* begin Exercise materials *

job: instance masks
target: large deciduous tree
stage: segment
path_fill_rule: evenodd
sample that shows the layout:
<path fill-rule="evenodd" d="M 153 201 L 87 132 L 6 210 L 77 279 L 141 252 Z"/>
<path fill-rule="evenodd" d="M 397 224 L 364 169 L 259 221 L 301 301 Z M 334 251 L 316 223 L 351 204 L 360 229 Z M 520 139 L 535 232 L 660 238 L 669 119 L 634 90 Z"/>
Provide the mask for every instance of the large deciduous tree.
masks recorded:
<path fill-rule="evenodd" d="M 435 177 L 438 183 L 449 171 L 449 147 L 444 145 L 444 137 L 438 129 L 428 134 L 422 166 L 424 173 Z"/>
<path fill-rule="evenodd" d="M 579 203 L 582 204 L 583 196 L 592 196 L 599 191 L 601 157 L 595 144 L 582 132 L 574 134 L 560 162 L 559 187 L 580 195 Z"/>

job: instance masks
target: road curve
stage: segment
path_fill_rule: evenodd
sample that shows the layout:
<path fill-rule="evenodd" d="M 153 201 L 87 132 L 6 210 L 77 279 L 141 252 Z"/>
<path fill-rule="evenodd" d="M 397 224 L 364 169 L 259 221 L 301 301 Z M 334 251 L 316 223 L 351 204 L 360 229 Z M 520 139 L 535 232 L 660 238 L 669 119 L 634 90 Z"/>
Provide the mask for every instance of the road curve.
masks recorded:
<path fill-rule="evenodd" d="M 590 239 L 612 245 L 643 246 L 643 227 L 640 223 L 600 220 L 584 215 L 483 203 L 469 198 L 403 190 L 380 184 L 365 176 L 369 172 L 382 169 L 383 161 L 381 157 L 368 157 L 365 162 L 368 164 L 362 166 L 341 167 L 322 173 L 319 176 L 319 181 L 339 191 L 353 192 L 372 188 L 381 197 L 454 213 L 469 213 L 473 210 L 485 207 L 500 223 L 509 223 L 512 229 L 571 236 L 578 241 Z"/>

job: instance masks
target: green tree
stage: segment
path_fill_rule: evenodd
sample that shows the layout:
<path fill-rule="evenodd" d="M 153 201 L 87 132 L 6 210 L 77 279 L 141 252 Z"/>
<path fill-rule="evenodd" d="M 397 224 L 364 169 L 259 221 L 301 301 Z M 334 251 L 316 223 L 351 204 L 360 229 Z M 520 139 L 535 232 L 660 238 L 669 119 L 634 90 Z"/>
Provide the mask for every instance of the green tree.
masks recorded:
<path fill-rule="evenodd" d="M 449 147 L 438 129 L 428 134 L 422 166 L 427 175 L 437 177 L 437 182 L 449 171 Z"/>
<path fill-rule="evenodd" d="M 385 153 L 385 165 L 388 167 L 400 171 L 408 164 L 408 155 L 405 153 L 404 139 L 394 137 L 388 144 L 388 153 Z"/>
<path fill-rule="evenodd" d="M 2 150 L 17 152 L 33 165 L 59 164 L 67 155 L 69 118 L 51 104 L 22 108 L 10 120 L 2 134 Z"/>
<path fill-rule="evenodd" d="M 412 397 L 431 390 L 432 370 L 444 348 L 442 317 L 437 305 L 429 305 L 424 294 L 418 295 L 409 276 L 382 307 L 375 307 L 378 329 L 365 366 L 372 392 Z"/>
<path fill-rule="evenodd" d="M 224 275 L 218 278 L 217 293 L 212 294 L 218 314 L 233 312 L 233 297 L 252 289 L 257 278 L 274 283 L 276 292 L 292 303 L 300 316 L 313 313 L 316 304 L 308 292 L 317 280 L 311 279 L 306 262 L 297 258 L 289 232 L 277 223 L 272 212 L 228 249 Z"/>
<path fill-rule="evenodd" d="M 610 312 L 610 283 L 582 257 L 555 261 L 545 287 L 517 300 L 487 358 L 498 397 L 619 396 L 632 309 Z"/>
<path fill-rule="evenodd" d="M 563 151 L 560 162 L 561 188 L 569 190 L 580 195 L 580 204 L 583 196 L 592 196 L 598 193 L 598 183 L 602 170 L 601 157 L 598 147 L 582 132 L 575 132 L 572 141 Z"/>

* end Exercise materials *

Required work
Rewrite the lines from the very beginning of the records through the line that contains "579 203 L 582", including both. Offset every coordinate in the recorded masks by -46, and keep all other text as it is.

Response below
job: instance masks
target: large deciduous tree
stage: segment
path_fill_rule: evenodd
sample that shows the layout:
<path fill-rule="evenodd" d="M 153 201 L 87 132 L 6 210 L 77 279 L 141 252 Z"/>
<path fill-rule="evenodd" d="M 397 224 L 364 169 L 259 221 L 301 301 Z M 334 251 L 316 223 L 351 204 L 360 229 Z M 520 139 L 535 232 L 660 238 L 669 119 L 634 90 Z"/>
Provide the mask for every instance of the large deciduous tree.
masks recorded:
<path fill-rule="evenodd" d="M 389 131 L 392 137 L 403 125 L 403 101 L 398 99 L 398 91 L 392 83 L 382 88 L 376 120 L 378 127 Z"/>
<path fill-rule="evenodd" d="M 533 157 L 536 158 L 537 150 L 546 150 L 553 145 L 555 111 L 549 98 L 536 86 L 528 88 L 514 116 L 513 141 L 534 149 Z"/>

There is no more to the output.